Es muy común el uso de las influencias para conseguir algo. La mamá de Santiago y Juan es ejemplo de ello. Se acerca a Jesús en busca de poder, en busca de puestos importantes, en busca de posiciones privilegiadas, en busca de prestigio.

Por eso, le dice a Jesús: “Manda a estos dos hijos míos que se sienten uno a tu derecha y otro a tu izquierda” (Mt 20, 21). Los otros discípulos, al ver lo que pretendía la madre de Santiago y Juan, “se indignaron” (Mt 20, 24).

La indignación de los otros diez discípulos de Jesús no iba dirigida hacia la manera corrupta de actuar Santiago, Juan y su madre, sino porque ellos buscaban también el poder. Todos pensaban en el poder, en los primeros puestos y en las buenas ganancias. Pareciera que hubiesen vivido en nuestros tiempos de hoy.

Jesús, entonces, se reúne con todos ellos y les dice: “Ustedes no saben lo que piden” (Mc 10, 38). Ciertamente el mundo de Jesús va por caminos muy distintos a los nuestros. En el mundo de Jesús no cuentan los puestos importantes que podemos conseguir, sino el servicio que podemos prestar a los demás.

Por eso, nos dice: “No actúen como los jefes de las naciones que las dominan como si fueran sus dueños y oprimen… El que quiera ser grande entre ustedes que sea su servidor” (Mt 20, 25-26) .

En el mundo de Jesús no cuenta el poder que tiraniza y oprime, sino la sencillez que libera. El puesto que nos convierte en arrogantes, sino la vida puesta al servicio de los demás. El estar por encima de los otros para aprovecharnos de ellos, sino el ser útil para todos. Vivir a costa de los otros, sino el trabajar para el beneficio de todos.

┄┄┄┄┄┄┄┄┄┄┄┄┄┄┄┄┄┄┄┄

▶ Ejercicio escrito A: Indica si cada afirmación concuerda con el texto y cita las palabras de este que lo deciden: (i) la madre de Santiago y Juan pide a Jesús que sus hijos se sienten uno a su derecha y otro a su izquierda; (ii) los otros discípulos se indignaron por la manera corrupta de actuar de Santiago, Juan y su madre; (iii) en el mundo de Jesús cuentan los puestos importantes que podemos conseguir.
El texto y las entradas proceden de fuentes distintas.

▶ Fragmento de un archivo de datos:

┄┄┄┄┄┄┄┄┄┄┄┄┄┄┄┄┄┄┄┄

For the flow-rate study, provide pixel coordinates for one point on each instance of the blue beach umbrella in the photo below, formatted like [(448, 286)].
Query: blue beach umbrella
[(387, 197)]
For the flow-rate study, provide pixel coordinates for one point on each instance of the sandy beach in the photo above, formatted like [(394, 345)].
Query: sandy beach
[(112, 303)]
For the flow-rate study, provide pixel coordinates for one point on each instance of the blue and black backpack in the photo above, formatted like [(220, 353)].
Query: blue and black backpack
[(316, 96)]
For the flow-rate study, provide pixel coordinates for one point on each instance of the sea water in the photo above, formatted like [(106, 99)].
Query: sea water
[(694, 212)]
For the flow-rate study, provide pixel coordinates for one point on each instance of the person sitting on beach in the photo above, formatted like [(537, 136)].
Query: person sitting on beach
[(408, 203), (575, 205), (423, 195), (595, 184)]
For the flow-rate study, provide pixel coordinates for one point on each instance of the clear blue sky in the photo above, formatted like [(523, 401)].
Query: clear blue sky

┄┄┄┄┄┄┄┄┄┄┄┄┄┄┄┄┄┄┄┄

▶ Ejercicio escrito B: Transcribe sin cambios el tramo de las entradas que va desde la línea que contiene "like [(523, 401)]." hasta el final de las entradas, ambos extremos incluidos.

▶ Solución A:
(i) Sí: "Manda a estos dos hijos míos que se sienten uno a tu derecha y otro a tu izquierda".
(ii) No: "La indignación de los otros diez discípulos de Jesús no iba dirigida hacia la manera corrupta de actuar Santiago, Juan y su madre, sino porque ellos buscaban también el poder."
(iii) No: "En el mundo de Jesús no cuentan los puestos importantes que podemos conseguir, sino el servicio que podemos prestar a los demás."

▶ Solución B:
For the flow-rate study, provide pixel coordinates for one point on each instance of the clear blue sky in the photo above, formatted like [(523, 401)].
Query: clear blue sky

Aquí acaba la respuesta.